= WHAT THE EXERCISE ASKS =
Summarize the piece about Onion the dog below in three sentences.

= EXTRACT TO READ =
——

Have you ever wondered how perfectly good pets end up in dog shelters? One extreme case is the plight of Onion the dog. Onion is a six year old Mastiff/Rhodesian ridge back who awaits his fate in the Nevada shelter, Henderson Animal Control and Care Facility. Onion's fate seems to be sealed unless Nevada Supreme Court decides to take up this case.
Onion is what some would call a cold blooded killer who many would have very little compassion for. It seems this one hundred twenty pound beloved family pet turned killer in a tragic moment at a baby's first birthday party. The one year old little boy, Jeremiah Skahan crawled to the dog then pulled his fur to bring himself to a standing position. Onion grabbed the child by the face and shook him .Jeremiah died later at the University Medical Center.
Onion was turned over to Henderson Animal Control by owner, Elizabeth Keller who is also the baby"s grandmother. The city was to euthanize the dog as is the procedure under the city's vicious dog ordinance, until a group called the Lexus project intervened. At this point Lexus is hoping the Nevada Supreme Court will hear the case. Meanwhile, Onion will await his fate at the city's animal rescue shelter.
In less sophisticated times in our society a dog would have been taken out back and shot for a much lesser offense. Although this is not a pleasant topic it is evidence of the drastic change in the way people view their pets. There is also a large move towards establishing legal rights for our pets. This may be a controversial issue especially when it involves the loss of human life.
I am both a pet owner/lover and a grandmother and I must say when it comes to this issue for me the line is very clear. My dogs are a great source of companionship and yes I love them they are my pets. However, I can make a very clear distinction as to their importance and place in our family. My grand children are living, breathing human beings and their health and well being comes long before any pet I will ever own.
As pet owners in today's society I think it is past time for us to determine not only our pet's place in society but their place in our families. It is also past time for us to take responsibility for our pet's action. We can not defend them as being an unknowing animal on one hand then hold them up as something of an equal to human life. We can not have it both ways.

——

= MATERIAL PROVIDED =
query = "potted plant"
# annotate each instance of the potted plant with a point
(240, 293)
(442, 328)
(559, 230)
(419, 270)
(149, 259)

——

= RESULT BELOW =
Onion, a six-year-old Mastiff/Rhodesian ridgeback, awaits his fate at Nevada's Henderson Animal Control and Care Facility after grabbing one-year-old Jeremiah Skahan by the face and shaking him at the boy's first birthday party, and the child later died. The city was to euthanize the dog under its vicious dog ordinance, but a group called the Lexus project intervened and hopes the Nevada Supreme Court will hear the case. The writer, both a pet owner and a grandmother, holds that her grandchildren come long before any pet and that owners must take responsibility for their pets' actions rather than defend them as unknowing animals while also holding them up as equal to human life.